OBJETIVO DA TAREFA
Ponha todas as linhas abaixo em uma lista numerada, deixando de fora as linhas em branco.

Itens armazenados
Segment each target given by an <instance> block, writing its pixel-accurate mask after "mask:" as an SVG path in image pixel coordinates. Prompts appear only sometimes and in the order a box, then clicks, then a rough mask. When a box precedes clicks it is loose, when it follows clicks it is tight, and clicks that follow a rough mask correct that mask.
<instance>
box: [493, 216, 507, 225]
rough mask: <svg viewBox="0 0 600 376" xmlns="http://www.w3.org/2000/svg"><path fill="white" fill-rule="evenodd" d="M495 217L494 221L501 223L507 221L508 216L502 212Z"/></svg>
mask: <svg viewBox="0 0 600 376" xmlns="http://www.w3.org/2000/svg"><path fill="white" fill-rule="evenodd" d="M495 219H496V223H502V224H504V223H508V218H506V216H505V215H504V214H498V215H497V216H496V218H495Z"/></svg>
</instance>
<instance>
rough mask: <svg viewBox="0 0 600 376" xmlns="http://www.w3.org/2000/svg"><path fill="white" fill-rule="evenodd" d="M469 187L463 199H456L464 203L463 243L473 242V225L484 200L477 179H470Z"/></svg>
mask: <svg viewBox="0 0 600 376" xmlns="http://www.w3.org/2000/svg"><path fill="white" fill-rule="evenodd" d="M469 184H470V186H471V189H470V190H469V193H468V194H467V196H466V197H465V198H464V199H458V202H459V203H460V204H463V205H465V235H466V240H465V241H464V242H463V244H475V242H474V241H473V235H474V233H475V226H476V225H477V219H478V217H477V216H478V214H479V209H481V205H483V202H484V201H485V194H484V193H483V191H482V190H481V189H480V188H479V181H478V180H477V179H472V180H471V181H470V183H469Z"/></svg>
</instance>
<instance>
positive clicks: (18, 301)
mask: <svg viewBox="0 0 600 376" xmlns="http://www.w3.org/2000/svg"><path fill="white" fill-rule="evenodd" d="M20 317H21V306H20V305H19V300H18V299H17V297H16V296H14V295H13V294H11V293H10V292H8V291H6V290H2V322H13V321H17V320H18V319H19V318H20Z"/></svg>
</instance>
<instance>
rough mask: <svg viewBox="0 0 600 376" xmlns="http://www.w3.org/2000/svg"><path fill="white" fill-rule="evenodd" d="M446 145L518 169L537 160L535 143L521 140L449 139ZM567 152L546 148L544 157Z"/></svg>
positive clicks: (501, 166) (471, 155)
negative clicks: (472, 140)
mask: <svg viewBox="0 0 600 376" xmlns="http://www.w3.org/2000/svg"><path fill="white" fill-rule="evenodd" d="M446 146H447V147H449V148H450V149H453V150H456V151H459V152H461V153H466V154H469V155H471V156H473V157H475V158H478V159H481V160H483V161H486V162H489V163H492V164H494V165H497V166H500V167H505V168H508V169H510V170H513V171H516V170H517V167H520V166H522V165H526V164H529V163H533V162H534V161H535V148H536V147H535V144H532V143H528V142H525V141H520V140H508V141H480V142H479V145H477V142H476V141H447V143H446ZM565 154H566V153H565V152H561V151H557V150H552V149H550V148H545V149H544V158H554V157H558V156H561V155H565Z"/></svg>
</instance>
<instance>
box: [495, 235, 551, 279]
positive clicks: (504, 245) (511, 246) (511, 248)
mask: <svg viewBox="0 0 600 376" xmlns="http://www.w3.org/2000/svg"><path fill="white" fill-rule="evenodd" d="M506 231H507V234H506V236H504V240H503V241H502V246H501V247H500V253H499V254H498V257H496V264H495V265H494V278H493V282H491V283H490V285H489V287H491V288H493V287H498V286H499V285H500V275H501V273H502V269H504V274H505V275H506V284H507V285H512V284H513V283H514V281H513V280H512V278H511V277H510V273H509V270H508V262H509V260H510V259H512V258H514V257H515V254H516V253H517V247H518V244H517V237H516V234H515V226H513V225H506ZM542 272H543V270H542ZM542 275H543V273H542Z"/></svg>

ESPAÇO DA RESPOSTA
1. Segment each target given by an <instance> block, writing its pixel-accurate mask after "mask:" as an SVG path in image pixel coordinates. Prompts appear only sometimes and in the order a box, then clicks, then a rough mask. When a box precedes clicks it is loose, when it follows clicks it is tight, and clicks that follow a rough mask correct that mask.
2. <instance>
3. box: [493, 216, 507, 225]
4. rough mask: <svg viewBox="0 0 600 376" xmlns="http://www.w3.org/2000/svg"><path fill="white" fill-rule="evenodd" d="M495 217L494 221L501 223L507 221L508 216L502 212Z"/></svg>
5. mask: <svg viewBox="0 0 600 376" xmlns="http://www.w3.org/2000/svg"><path fill="white" fill-rule="evenodd" d="M495 219H496V223H502V224H504V223H508V218H506V216H505V215H504V214H498V215H497V216H496V218H495Z"/></svg>
6. </instance>
7. <instance>
8. rough mask: <svg viewBox="0 0 600 376" xmlns="http://www.w3.org/2000/svg"><path fill="white" fill-rule="evenodd" d="M469 187L463 199H456L464 203L463 243L473 242V225L484 200L477 179H470Z"/></svg>
9. mask: <svg viewBox="0 0 600 376" xmlns="http://www.w3.org/2000/svg"><path fill="white" fill-rule="evenodd" d="M469 184H470V186H471V189H470V190H469V193H468V194H467V196H466V197H465V198H464V199H458V202H459V203H460V204H463V205H465V235H466V240H465V241H464V242H463V244H475V242H474V241H473V235H474V233H475V226H476V225H477V219H478V217H477V216H478V214H479V209H481V205H483V202H484V201H485V194H484V193H483V191H482V190H481V189H480V188H479V181H478V180H477V179H472V180H471V181H470V183H469Z"/></svg>
10. </instance>
11. <instance>
12. positive clicks: (18, 301)
13. mask: <svg viewBox="0 0 600 376" xmlns="http://www.w3.org/2000/svg"><path fill="white" fill-rule="evenodd" d="M20 317H21V306H20V305H19V300H18V299H17V297H16V296H14V295H13V294H11V293H10V292H8V291H6V290H2V322H13V321H17V320H18V319H19V318H20Z"/></svg>
14. </instance>
15. <instance>
16. rough mask: <svg viewBox="0 0 600 376" xmlns="http://www.w3.org/2000/svg"><path fill="white" fill-rule="evenodd" d="M446 145L518 169L537 160L535 143L521 140L449 139ZM567 152L546 148L544 157Z"/></svg>
17. positive clicks: (501, 166) (471, 155)
18. negative clicks: (472, 140)
19. mask: <svg viewBox="0 0 600 376" xmlns="http://www.w3.org/2000/svg"><path fill="white" fill-rule="evenodd" d="M446 146H447V147H449V148H450V149H453V150H456V151H459V152H461V153H466V154H469V155H471V156H473V157H475V158H478V159H481V160H483V161H486V162H489V163H492V164H494V165H497V166H500V167H505V168H508V169H510V170H513V171H516V170H517V167H520V166H522V165H526V164H529V163H533V162H534V161H535V148H536V147H535V144H532V143H528V142H525V141H520V140H508V141H480V142H479V145H477V142H476V141H447V143H446ZM565 154H566V153H565V152H561V151H557V150H552V149H550V148H545V149H544V158H554V157H558V156H561V155H565Z"/></svg>
20. </instance>
21. <instance>
22. box: [495, 235, 551, 279]
23. positive clicks: (504, 245) (511, 246) (511, 248)
24. mask: <svg viewBox="0 0 600 376" xmlns="http://www.w3.org/2000/svg"><path fill="white" fill-rule="evenodd" d="M506 231H507V234H506V236H504V240H503V241H502V246H501V247H500V253H499V254H498V257H496V264H495V265H494V278H493V282H491V283H490V285H489V287H491V288H493V287H498V286H499V285H500V275H501V273H502V269H504V274H505V275H506V284H507V285H512V284H513V283H514V281H513V280H512V278H511V277H510V273H509V270H508V262H509V260H510V259H512V258H514V257H515V254H516V253H517V247H518V244H517V237H516V234H515V226H513V225H506ZM542 272H543V270H542ZM542 275H543V273H542Z"/></svg>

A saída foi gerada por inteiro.